Aim >> Count the lines in the material below that contain the string "person", matching case exactly, and reply with only the number.

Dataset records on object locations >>
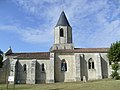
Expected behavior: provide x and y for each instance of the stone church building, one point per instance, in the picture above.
(63, 62)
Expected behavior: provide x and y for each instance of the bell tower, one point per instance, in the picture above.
(62, 34)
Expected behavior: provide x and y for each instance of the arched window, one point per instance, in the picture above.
(24, 67)
(43, 67)
(91, 64)
(61, 32)
(63, 65)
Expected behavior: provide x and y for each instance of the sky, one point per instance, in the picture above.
(28, 25)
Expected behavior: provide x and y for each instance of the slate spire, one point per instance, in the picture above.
(63, 20)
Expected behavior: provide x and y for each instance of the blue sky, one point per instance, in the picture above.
(28, 25)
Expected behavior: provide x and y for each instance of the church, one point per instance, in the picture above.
(63, 62)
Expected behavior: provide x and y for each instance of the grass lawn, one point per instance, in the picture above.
(91, 85)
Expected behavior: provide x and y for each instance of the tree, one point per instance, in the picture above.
(1, 59)
(114, 57)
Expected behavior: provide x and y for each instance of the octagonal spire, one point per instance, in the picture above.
(63, 20)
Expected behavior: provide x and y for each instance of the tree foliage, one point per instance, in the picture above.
(114, 52)
(114, 57)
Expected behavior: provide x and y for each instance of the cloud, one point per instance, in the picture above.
(28, 34)
(95, 23)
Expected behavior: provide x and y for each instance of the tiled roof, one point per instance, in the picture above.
(85, 50)
(46, 55)
(32, 55)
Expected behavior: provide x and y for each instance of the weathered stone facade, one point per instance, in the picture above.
(63, 63)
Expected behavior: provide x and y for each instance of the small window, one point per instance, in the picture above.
(24, 67)
(61, 32)
(91, 64)
(63, 65)
(43, 67)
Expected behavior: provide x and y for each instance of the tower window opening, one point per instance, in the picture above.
(63, 65)
(43, 67)
(61, 32)
(91, 64)
(24, 67)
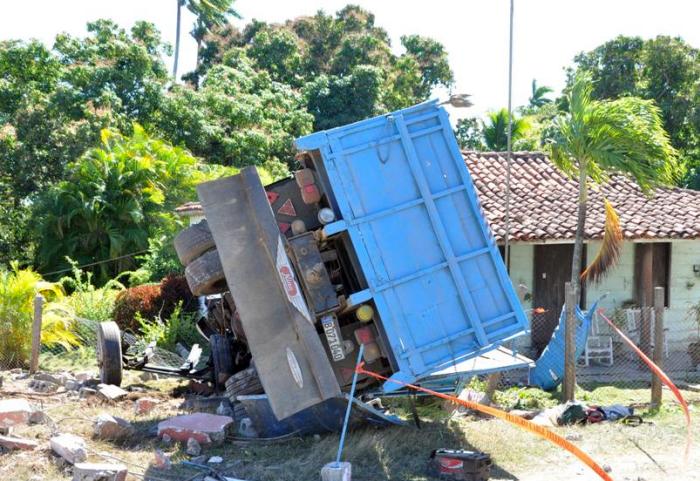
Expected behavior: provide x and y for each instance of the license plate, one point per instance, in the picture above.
(335, 342)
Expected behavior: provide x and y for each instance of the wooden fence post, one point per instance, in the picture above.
(656, 392)
(569, 386)
(36, 333)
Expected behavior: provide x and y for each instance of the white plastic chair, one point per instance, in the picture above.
(599, 346)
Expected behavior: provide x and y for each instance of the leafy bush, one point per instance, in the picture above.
(142, 300)
(90, 302)
(174, 290)
(179, 327)
(153, 301)
(18, 287)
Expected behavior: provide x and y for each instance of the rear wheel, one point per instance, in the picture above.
(205, 275)
(193, 241)
(109, 353)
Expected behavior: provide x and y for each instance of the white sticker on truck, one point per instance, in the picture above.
(289, 282)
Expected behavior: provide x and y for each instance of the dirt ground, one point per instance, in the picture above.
(652, 451)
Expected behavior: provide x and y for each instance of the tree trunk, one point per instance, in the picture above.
(580, 229)
(177, 39)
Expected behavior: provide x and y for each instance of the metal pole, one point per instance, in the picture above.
(656, 393)
(36, 333)
(570, 344)
(509, 154)
(347, 411)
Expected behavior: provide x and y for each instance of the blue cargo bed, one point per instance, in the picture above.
(405, 198)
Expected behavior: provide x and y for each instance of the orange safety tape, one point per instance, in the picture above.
(664, 378)
(542, 431)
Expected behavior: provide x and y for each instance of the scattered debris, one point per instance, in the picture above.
(99, 472)
(193, 447)
(11, 443)
(112, 427)
(70, 447)
(111, 392)
(14, 412)
(205, 428)
(87, 392)
(145, 405)
(460, 464)
(148, 376)
(336, 471)
(162, 460)
(43, 386)
(37, 417)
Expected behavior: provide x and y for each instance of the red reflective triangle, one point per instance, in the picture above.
(287, 208)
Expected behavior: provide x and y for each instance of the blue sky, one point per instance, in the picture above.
(548, 33)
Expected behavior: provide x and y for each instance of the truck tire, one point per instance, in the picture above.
(205, 275)
(222, 358)
(242, 383)
(109, 353)
(193, 241)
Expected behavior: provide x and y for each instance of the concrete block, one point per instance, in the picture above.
(70, 447)
(14, 412)
(99, 472)
(12, 443)
(205, 428)
(336, 472)
(111, 427)
(111, 392)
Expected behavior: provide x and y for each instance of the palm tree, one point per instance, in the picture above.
(537, 98)
(209, 13)
(596, 138)
(496, 130)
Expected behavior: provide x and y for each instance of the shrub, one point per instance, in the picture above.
(142, 300)
(153, 301)
(18, 287)
(178, 327)
(174, 290)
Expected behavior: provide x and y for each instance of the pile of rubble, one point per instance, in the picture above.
(194, 431)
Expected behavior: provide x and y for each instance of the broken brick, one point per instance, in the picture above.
(11, 442)
(99, 472)
(14, 412)
(70, 447)
(112, 427)
(205, 428)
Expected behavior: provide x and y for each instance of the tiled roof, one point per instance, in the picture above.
(543, 202)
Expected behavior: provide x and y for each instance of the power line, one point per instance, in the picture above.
(509, 154)
(105, 261)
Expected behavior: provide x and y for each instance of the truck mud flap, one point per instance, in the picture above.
(287, 351)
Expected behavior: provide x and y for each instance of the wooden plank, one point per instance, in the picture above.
(36, 333)
(569, 388)
(656, 392)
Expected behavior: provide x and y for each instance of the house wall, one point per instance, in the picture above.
(618, 285)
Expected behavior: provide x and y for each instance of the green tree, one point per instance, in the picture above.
(469, 133)
(343, 64)
(664, 69)
(209, 14)
(496, 130)
(538, 96)
(238, 117)
(114, 198)
(600, 137)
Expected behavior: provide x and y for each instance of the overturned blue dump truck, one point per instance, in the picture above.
(378, 239)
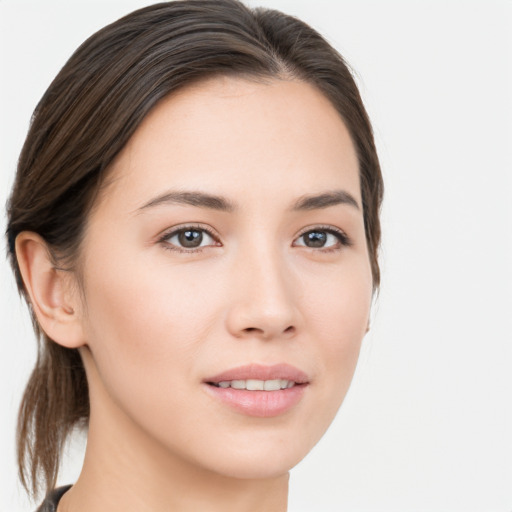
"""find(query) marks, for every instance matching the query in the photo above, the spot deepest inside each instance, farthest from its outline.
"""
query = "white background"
(427, 425)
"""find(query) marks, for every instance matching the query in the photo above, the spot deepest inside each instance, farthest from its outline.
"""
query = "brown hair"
(85, 118)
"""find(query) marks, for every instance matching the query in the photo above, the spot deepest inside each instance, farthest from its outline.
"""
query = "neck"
(126, 470)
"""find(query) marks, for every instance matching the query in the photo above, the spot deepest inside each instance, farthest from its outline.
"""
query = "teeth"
(257, 385)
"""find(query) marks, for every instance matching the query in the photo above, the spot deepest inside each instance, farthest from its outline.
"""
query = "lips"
(258, 390)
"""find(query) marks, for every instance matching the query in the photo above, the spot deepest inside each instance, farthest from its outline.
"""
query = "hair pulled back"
(86, 117)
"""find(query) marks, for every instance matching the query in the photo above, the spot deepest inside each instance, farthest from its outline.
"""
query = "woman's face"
(228, 251)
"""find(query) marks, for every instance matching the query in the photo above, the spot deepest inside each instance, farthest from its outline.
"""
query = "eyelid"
(343, 238)
(174, 230)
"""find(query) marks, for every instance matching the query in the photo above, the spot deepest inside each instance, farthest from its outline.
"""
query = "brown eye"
(315, 238)
(189, 238)
(320, 238)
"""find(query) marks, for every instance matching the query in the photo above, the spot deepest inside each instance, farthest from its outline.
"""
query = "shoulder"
(52, 499)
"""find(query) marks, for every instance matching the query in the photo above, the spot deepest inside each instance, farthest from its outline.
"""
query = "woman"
(194, 224)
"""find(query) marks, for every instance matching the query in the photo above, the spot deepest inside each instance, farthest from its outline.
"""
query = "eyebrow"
(219, 203)
(324, 200)
(191, 198)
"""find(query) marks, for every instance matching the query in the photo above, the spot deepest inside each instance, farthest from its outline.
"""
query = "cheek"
(339, 319)
(143, 327)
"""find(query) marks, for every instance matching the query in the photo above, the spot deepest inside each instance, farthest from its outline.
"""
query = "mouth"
(255, 384)
(259, 391)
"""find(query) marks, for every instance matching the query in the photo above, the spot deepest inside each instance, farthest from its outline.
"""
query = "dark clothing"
(52, 500)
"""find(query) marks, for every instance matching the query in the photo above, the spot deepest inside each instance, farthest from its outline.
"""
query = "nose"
(264, 302)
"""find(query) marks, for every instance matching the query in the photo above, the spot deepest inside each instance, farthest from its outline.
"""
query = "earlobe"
(50, 291)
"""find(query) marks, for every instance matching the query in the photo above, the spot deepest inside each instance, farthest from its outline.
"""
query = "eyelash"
(343, 239)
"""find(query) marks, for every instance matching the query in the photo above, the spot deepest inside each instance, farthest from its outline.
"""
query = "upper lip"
(261, 372)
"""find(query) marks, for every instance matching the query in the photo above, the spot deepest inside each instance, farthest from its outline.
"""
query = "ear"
(52, 291)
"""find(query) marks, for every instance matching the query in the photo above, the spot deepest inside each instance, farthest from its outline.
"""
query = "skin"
(153, 321)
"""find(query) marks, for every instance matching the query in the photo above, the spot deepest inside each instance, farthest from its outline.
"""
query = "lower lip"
(261, 404)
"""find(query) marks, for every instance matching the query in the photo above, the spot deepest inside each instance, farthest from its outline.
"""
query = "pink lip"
(261, 372)
(262, 404)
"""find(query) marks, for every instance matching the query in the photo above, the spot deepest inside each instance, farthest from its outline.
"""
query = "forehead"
(238, 137)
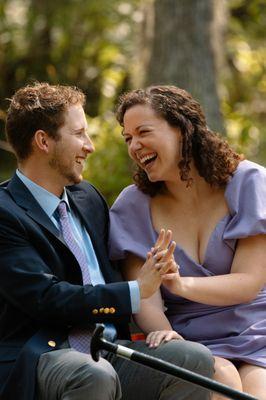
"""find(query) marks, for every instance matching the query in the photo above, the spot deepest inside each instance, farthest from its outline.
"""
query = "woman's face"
(152, 143)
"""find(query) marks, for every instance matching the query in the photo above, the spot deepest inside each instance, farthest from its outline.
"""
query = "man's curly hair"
(214, 159)
(38, 106)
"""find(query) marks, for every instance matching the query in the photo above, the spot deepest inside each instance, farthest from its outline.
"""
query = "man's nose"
(88, 146)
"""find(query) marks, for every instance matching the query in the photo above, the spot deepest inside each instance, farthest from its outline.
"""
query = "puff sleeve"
(246, 198)
(130, 226)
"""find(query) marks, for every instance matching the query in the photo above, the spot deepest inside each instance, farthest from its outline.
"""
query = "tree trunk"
(183, 53)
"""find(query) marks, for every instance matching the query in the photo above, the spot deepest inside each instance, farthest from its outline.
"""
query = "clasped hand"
(159, 263)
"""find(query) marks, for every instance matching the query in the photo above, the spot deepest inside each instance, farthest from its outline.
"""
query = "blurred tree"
(244, 79)
(95, 45)
(184, 38)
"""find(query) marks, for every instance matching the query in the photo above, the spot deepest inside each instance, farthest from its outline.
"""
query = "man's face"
(70, 151)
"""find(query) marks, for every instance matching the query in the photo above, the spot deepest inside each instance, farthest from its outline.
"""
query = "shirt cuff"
(134, 296)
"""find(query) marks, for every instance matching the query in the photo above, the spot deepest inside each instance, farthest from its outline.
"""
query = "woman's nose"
(135, 145)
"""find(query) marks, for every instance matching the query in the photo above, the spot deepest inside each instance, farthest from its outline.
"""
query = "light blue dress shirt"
(49, 203)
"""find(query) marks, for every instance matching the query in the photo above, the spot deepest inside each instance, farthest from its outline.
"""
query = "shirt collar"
(47, 200)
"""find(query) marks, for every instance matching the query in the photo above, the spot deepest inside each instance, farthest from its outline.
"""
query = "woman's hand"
(172, 281)
(154, 339)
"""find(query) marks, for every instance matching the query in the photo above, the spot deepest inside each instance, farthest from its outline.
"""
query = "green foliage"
(91, 44)
(109, 168)
(244, 103)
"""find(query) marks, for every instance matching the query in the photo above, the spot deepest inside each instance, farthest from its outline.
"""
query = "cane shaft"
(174, 370)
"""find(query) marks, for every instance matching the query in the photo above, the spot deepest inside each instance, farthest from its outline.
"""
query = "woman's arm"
(151, 318)
(247, 278)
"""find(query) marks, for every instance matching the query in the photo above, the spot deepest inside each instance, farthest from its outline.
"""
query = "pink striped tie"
(79, 339)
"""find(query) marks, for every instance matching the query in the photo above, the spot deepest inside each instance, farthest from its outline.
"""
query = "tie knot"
(62, 209)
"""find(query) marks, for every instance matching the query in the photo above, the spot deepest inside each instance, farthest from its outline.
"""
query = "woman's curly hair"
(214, 159)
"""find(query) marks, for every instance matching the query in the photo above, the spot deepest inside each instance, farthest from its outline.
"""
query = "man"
(56, 279)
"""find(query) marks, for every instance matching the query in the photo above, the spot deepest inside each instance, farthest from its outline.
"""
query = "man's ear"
(41, 140)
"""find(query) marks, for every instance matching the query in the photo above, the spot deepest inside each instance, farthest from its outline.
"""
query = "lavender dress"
(235, 332)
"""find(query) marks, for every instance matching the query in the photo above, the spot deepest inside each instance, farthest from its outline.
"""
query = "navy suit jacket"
(41, 291)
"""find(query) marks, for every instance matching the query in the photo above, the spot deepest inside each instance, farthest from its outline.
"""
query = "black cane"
(99, 343)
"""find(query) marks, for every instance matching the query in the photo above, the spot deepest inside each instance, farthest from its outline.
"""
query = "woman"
(190, 181)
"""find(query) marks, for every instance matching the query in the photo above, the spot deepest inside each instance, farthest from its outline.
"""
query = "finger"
(169, 276)
(167, 239)
(170, 251)
(159, 256)
(157, 338)
(172, 335)
(160, 238)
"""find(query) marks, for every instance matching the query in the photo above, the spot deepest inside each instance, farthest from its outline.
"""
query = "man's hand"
(158, 263)
(154, 339)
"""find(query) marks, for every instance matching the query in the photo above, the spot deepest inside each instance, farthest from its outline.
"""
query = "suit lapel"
(86, 210)
(23, 197)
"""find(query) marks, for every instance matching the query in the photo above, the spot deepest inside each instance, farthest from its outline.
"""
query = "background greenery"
(103, 46)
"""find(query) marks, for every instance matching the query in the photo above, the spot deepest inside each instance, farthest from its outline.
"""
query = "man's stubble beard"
(63, 170)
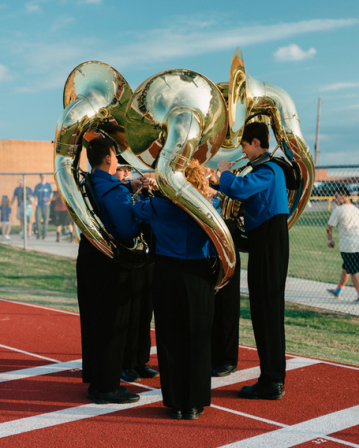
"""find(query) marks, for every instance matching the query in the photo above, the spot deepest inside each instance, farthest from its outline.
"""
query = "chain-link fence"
(314, 268)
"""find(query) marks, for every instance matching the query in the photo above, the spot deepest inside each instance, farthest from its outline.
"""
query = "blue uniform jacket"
(177, 234)
(263, 190)
(116, 206)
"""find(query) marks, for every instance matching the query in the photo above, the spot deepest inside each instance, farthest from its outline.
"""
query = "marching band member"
(138, 341)
(104, 288)
(183, 299)
(265, 219)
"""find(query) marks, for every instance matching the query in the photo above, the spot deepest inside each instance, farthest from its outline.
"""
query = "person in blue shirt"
(138, 341)
(43, 195)
(183, 300)
(19, 196)
(5, 212)
(265, 220)
(104, 287)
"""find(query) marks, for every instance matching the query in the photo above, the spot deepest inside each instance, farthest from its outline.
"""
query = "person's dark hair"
(98, 149)
(257, 130)
(342, 190)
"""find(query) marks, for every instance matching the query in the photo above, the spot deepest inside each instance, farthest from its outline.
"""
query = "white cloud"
(32, 7)
(340, 86)
(293, 53)
(90, 2)
(4, 74)
(47, 58)
(62, 22)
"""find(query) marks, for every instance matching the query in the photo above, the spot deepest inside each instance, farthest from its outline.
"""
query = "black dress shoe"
(272, 391)
(119, 396)
(176, 414)
(130, 375)
(147, 372)
(224, 370)
(193, 413)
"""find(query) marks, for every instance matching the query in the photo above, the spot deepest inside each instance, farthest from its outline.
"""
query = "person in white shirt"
(346, 217)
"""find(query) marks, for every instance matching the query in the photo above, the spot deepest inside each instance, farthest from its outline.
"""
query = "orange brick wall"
(25, 156)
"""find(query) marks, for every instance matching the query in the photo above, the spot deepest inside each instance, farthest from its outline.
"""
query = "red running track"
(43, 401)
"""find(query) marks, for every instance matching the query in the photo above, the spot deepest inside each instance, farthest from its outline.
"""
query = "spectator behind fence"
(18, 194)
(43, 196)
(5, 210)
(346, 217)
(28, 209)
(62, 218)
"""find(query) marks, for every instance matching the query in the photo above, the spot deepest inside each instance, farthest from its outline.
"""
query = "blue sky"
(309, 48)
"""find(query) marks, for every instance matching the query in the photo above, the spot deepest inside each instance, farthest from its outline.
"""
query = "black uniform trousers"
(138, 342)
(183, 300)
(104, 292)
(225, 332)
(267, 273)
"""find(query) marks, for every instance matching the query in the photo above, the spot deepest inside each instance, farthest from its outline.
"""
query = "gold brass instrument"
(251, 100)
(95, 96)
(172, 117)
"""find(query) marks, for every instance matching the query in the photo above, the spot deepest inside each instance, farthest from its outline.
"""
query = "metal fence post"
(24, 210)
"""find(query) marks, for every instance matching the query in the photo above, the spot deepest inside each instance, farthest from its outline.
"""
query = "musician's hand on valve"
(224, 165)
(136, 184)
(149, 183)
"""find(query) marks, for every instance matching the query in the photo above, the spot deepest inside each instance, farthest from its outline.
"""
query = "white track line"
(243, 414)
(72, 414)
(293, 435)
(41, 370)
(28, 353)
(39, 306)
(254, 372)
(46, 369)
(91, 410)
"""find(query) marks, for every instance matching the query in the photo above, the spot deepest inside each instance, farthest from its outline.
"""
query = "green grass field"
(51, 281)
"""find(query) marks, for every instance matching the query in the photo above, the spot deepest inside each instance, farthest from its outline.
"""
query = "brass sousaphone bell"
(95, 100)
(174, 116)
(251, 100)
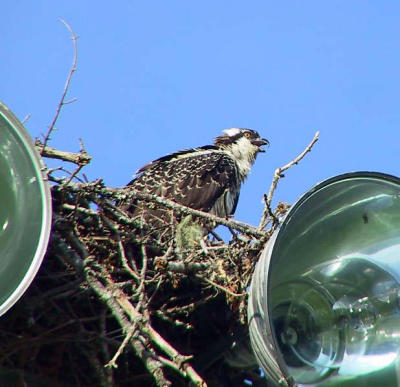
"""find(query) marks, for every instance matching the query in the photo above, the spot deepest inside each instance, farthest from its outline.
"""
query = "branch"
(81, 158)
(278, 175)
(62, 101)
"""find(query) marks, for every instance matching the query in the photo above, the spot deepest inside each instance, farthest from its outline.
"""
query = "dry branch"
(278, 174)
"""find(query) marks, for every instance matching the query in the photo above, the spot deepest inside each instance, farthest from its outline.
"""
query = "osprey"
(206, 178)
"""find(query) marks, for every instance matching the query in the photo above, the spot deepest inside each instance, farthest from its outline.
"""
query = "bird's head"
(243, 144)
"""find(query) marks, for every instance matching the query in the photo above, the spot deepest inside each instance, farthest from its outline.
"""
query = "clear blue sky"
(154, 77)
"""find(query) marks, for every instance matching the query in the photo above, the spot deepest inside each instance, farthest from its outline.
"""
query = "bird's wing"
(196, 179)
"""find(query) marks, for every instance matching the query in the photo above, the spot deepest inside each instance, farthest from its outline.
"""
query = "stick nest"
(112, 306)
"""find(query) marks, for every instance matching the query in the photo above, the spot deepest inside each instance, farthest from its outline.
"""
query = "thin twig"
(224, 289)
(66, 87)
(278, 175)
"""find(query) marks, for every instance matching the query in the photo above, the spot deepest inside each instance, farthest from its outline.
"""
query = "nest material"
(111, 306)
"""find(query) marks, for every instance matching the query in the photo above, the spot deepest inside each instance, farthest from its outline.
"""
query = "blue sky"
(155, 77)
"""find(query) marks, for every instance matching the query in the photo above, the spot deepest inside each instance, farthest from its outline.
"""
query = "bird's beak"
(260, 142)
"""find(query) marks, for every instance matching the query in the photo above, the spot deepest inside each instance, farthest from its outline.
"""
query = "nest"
(113, 306)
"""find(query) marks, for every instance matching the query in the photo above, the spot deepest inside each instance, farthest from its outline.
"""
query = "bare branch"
(278, 175)
(81, 158)
(62, 101)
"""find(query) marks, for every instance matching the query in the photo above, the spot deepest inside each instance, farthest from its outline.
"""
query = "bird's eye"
(247, 134)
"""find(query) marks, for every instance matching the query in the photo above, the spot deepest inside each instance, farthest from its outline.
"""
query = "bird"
(206, 178)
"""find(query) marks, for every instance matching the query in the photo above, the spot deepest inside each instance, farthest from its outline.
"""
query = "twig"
(278, 175)
(81, 158)
(67, 83)
(212, 283)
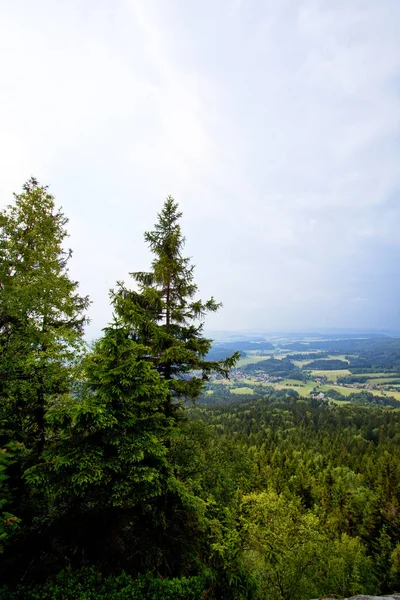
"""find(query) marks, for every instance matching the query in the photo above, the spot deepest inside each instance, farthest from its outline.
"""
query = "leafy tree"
(163, 314)
(41, 313)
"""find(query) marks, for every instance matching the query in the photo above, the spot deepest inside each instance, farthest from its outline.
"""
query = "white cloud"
(274, 124)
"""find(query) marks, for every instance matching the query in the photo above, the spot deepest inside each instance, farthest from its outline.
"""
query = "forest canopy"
(114, 483)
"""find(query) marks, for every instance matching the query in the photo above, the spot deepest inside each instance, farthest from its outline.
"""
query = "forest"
(118, 481)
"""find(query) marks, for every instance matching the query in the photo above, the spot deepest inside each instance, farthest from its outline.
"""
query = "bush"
(87, 584)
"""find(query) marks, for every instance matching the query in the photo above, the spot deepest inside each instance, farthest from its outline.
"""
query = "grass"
(250, 360)
(243, 390)
(331, 375)
(304, 389)
(380, 380)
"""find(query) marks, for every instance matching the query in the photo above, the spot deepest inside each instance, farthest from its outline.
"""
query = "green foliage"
(112, 487)
(90, 585)
(41, 314)
(164, 315)
(284, 545)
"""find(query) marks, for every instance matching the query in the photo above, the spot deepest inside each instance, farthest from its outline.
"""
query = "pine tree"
(41, 314)
(164, 315)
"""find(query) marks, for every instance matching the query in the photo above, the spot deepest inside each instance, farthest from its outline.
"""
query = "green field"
(243, 390)
(250, 360)
(380, 380)
(331, 375)
(304, 389)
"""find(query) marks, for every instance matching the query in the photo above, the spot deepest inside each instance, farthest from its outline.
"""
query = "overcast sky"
(274, 123)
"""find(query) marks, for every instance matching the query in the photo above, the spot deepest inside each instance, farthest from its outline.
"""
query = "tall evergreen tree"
(41, 314)
(164, 315)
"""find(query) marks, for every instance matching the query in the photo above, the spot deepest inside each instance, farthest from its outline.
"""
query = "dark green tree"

The response >> 3